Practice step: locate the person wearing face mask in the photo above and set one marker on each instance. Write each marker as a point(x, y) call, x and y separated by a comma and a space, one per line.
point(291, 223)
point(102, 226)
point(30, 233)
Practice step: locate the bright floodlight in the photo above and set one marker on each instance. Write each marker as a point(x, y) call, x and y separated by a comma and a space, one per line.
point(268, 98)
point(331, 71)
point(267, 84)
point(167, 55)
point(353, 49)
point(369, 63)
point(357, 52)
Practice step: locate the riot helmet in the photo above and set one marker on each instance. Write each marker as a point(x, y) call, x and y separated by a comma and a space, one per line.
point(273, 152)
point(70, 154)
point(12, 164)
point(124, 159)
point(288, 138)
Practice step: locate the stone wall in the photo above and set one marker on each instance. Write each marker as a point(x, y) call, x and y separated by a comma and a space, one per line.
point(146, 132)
§
**REQUIRED WORK:**
Print the data above exactly as it appears, from the start through the line containing "point(288, 138)", with both ends included.

**EXPECTED OUTPUT:**
Practice step: locate the person wearing face mask in the photo above and set one marker on each instance. Write each marker as a point(x, y) call, x and y separated by a comma and a space, one per line.
point(291, 223)
point(102, 226)
point(30, 233)
Practice step: locate the bright floodlight in the photo above and set one marker on each instance. Write each marker as a point(x, y) call, x and y separated by a comma and a space, one per line.
point(268, 98)
point(331, 71)
point(267, 84)
point(167, 55)
point(353, 49)
point(369, 63)
point(357, 52)
Practice step: locate the riot helmet in the photo above and set one marker on each instance. Write each marker as a point(x, y) call, x and y separated by a comma and a space, one per line.
point(273, 152)
point(70, 154)
point(12, 164)
point(124, 159)
point(288, 138)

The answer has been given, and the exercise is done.